* **Materials provided**:
________________________________________
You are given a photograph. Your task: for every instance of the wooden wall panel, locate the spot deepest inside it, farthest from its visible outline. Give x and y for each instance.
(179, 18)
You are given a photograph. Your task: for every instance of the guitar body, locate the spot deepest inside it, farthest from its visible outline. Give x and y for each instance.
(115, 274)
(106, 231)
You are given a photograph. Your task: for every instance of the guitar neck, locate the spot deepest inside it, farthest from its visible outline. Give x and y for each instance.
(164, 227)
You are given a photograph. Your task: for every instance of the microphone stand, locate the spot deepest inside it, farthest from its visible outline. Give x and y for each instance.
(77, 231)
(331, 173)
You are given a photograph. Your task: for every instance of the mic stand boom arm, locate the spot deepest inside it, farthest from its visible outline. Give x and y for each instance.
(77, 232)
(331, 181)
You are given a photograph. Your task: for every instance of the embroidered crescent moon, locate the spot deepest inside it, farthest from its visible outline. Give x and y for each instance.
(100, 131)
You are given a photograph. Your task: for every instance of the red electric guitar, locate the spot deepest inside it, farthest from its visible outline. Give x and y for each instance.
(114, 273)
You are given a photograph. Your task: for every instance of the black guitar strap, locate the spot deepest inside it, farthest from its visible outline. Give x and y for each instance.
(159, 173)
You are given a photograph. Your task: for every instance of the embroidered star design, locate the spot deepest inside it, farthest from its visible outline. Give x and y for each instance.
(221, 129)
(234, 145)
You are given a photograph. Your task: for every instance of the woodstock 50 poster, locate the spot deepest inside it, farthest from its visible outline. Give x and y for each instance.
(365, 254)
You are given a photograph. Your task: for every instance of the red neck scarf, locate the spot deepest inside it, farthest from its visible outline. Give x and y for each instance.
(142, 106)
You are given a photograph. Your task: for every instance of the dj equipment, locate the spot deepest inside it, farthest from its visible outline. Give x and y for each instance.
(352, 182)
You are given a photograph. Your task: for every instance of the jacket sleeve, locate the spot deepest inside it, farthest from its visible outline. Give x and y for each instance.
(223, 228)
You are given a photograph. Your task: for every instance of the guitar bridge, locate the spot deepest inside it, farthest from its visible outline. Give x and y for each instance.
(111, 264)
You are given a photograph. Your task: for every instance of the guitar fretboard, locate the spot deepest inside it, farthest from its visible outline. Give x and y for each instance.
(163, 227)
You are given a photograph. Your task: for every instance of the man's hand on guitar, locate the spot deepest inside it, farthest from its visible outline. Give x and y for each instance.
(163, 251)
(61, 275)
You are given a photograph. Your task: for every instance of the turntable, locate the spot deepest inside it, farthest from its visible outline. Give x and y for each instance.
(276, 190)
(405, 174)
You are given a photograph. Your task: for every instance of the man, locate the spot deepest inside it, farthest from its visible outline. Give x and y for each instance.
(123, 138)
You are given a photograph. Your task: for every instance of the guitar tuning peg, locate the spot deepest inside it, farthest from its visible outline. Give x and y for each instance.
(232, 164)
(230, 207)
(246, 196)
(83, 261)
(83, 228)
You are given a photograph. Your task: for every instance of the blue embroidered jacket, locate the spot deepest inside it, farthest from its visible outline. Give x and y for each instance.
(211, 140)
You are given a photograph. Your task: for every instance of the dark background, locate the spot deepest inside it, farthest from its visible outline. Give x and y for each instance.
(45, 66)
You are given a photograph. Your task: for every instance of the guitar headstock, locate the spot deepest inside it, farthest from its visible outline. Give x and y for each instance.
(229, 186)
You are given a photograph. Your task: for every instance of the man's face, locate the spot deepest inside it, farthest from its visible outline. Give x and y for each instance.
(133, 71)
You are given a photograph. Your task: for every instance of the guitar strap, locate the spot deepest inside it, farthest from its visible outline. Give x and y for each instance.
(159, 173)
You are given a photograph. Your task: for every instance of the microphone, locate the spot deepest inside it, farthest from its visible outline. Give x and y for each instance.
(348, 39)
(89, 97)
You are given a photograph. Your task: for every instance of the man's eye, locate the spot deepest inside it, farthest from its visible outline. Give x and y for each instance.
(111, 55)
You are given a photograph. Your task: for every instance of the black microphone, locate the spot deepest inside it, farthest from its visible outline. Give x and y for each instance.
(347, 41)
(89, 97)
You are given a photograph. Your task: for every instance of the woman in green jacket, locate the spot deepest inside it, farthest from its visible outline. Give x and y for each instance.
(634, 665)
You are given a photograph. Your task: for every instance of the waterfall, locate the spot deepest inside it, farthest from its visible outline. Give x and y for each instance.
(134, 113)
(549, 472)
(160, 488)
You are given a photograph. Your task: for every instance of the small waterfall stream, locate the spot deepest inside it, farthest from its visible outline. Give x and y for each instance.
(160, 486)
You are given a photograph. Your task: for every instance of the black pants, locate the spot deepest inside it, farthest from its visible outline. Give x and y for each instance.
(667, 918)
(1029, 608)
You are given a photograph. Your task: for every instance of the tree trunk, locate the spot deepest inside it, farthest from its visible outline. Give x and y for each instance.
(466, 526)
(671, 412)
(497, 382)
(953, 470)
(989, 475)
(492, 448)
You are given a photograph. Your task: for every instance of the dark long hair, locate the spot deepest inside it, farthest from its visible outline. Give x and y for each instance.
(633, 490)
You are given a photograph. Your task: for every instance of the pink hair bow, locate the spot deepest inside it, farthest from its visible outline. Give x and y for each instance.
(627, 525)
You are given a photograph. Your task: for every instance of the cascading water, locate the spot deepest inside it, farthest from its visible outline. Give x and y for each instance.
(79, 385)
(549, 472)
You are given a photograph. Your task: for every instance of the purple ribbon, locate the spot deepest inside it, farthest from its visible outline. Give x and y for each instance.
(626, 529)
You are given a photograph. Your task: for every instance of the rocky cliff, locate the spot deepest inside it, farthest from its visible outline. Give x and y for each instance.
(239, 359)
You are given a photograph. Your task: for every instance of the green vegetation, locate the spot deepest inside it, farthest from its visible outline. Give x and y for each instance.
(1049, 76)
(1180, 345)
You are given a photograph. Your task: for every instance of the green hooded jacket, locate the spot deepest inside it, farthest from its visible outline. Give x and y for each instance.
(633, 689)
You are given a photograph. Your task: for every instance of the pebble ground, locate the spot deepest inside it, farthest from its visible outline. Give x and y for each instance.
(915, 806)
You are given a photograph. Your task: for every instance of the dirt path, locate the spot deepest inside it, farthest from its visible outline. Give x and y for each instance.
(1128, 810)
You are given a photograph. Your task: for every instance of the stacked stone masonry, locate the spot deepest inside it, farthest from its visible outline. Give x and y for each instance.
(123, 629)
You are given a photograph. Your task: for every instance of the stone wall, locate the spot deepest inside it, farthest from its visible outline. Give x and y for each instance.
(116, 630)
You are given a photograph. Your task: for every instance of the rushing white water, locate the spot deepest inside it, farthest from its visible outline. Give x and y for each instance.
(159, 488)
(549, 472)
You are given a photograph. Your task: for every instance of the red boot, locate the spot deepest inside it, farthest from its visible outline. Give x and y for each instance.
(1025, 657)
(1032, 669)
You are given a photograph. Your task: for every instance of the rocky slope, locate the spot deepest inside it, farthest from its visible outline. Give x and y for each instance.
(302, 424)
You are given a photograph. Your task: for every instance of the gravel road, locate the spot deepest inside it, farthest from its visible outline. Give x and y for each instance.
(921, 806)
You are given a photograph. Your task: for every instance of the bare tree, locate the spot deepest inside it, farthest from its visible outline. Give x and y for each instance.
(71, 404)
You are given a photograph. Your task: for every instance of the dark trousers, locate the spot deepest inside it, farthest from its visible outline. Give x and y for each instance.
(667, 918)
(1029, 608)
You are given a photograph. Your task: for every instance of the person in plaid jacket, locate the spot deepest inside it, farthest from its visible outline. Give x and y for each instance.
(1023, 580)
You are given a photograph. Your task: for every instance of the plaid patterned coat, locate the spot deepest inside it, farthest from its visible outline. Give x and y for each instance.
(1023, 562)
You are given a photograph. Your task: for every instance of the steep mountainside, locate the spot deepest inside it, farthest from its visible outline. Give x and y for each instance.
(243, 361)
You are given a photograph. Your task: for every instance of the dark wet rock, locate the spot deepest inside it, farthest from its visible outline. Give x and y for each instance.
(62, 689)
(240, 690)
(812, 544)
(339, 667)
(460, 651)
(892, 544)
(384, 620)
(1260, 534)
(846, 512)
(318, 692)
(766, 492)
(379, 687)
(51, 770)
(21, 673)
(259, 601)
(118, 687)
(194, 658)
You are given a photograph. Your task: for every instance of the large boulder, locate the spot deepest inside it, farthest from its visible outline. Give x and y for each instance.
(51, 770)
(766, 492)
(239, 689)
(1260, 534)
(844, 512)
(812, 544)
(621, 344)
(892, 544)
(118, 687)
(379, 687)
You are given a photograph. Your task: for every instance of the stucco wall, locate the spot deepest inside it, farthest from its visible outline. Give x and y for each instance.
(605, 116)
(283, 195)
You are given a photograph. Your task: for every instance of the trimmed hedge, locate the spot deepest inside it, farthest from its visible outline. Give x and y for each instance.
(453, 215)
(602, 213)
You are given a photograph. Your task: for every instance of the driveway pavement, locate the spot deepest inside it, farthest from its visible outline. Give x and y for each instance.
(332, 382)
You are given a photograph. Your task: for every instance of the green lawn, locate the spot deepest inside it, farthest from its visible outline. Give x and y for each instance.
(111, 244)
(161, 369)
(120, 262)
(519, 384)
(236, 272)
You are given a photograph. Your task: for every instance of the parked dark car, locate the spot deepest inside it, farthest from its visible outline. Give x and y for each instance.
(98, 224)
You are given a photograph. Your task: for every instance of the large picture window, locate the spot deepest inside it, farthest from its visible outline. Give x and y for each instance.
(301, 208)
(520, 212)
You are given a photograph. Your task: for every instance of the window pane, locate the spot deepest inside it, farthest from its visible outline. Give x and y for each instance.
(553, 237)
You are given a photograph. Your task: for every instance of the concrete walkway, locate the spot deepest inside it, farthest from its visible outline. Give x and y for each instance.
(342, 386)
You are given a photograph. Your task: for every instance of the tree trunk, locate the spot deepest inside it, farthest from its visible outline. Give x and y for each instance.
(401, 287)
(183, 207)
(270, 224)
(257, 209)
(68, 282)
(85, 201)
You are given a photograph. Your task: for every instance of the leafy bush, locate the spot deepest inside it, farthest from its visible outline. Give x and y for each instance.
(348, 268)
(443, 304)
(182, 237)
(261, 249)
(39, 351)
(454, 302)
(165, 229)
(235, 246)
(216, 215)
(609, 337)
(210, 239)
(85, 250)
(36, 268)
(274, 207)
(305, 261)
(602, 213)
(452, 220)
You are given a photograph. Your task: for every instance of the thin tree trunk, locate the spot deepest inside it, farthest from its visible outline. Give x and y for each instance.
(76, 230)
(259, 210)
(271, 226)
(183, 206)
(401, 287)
________________________________________
* **What to work on**: Output the line holding "of the leafy", then every later line through the end of the records above, exactly as given and nothing else.

* **Solution to this problem**:
You are given a photograph. Your task: for every instance of the leafy bush, locate the spot deepest inside it, farthest from its visible outline. Give x and y for each instance.
(348, 268)
(443, 304)
(182, 237)
(261, 249)
(39, 351)
(454, 302)
(165, 229)
(235, 246)
(216, 215)
(609, 337)
(210, 239)
(85, 250)
(36, 268)
(274, 207)
(305, 261)
(602, 213)
(452, 220)
You are given a photograph. Your task: for every instance of the thin tree trunk, locate the spot deepest inside it, farthest from its visible outline. Give x and y for each instance.
(76, 230)
(259, 210)
(271, 226)
(183, 206)
(401, 287)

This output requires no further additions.